WHAT TO PRODUCE — Every line below from the one containing "spot the departure board screen." through the one containing "spot the backpack." must be transcribed exactly. Omit all lines outside that stretch.

DATA LISTING —
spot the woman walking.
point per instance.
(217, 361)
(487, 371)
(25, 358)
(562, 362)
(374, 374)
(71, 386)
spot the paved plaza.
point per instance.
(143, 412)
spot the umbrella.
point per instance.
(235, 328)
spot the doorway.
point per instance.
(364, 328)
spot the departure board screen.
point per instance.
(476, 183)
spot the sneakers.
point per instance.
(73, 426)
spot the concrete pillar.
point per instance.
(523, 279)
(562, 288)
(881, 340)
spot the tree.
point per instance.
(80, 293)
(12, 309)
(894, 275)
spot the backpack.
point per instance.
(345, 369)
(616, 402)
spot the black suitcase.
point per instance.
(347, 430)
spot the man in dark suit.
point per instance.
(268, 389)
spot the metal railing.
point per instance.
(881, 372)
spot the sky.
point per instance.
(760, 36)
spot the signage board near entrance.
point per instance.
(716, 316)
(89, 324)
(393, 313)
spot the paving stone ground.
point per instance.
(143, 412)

EXERCISE RESULT —
spot the departure board screen.
point per instance.
(476, 183)
spot the sneakers.
point per instance.
(73, 426)
spot the concrete pillar.
point per instance.
(523, 279)
(562, 288)
(881, 340)
spot the tree.
point per instance.
(80, 293)
(12, 309)
(894, 275)
spot the backpack.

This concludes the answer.